== EXCERPTED TEXT

Another thing that I’m having an issue with is our differences in geekiness. He’s a Trek fan, I’m a Star Wars nerd. As far as nerds go, those two shows are mutually polar. So, I have barely any nerd talk to share that he gets, he has little that I get. It’s a bit of a nuisance.

What I’m learning about myself is that when I am forced to adjust, however, it creates a difficulty for my mind to break through. If I’m reading something, and something I thought was right was proven wrong, I have no problem adjusting. I am prepared and ready to change my mind. When it comes to my own mannerisms and cultural issues, however, I am rarely willing or able to change them unless it’s of my own free will. I guess it is a reason why I am not easily controlled. Manipulated, yes, but not controlled. I am having serious issues that I’m trying to work through.

Truth be told though, these are good issues. I need to work through these things if I am ever to get involved in a relationship (which I am happy to say is more than just a long-shot possibility at this point), so having them come up with a friend, rather than a romantic involvement. Can you imagine if I was involved, having these issues? I’d be the definition of a bad boyfriend.

Alright, sorry for the filler post. Next post will be sufficiency, pt. 2.





Long Time, No Post

30 01 2007

I believe that someone somewhere has said that haste makes waste. Well, in my haste to enjoy life, I’ve been neglecting you all. I’m sorry. Life’s been really really busy these past few days, and I offer my utmost apologies. Besides, my writing has suffered because of it, as well, so I’m a little rusty.

I guess a small update is in order. Sufficiency, pt. 2 is almost done. I’ve got my thoughts formulated and ready to write, and it should be up tomorrow. I went back out on another date last night, with someone who I can really talk to. Without wearing my heart on my sleeve, I could honestly see falling in love. Not yet, of course, it’s still early, but I could see it. That scares me and excites me at the same time. I’m hoping, I really am.

School is interesting. I have some tests coming up, so I’m hoping they all go well. I also have a few term papers to write, and I need to start soon. I have a while, of course, but I want to be sure I have them all done. I want an all-A term.

I finally got back into writing stories. My lit course is introducing me to elements of stories I had never seen before. Elements of symbolism, character archetype, simile and metaphor, the complexities of words that I had no clue about. I, of course, had some idea that they existed, but not at the depth that is found in the literary greats. In short, expect to see some new postings over at Storyspark soon. (not too soon, though, because the promised followup is coming!)

See you soon!

====

▶ TASKS AND EXERCISES
1. In the blog excerpt, what does the writer say the next post will be?
2. Turn the blog excerpt's paragraph beginning "School is interesting." into a short bulleted list that keeps its main facts.
Use only the blog excerpt to answer; rely on no outside knowledge.

== DATA SHOWN

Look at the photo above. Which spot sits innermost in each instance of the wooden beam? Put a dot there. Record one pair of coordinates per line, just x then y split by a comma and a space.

====

▶ ANSWERS FOR THIS EXERCISE
1. Sufficiency, pt. 2.

2.
- Some tests are coming up, and the writer hopes they all go well.
- A few term papers still need writing, and the writer needs to start soon.
- There is time left, but the writer wants to be sure all of them get done.
- The goal is an all-A term.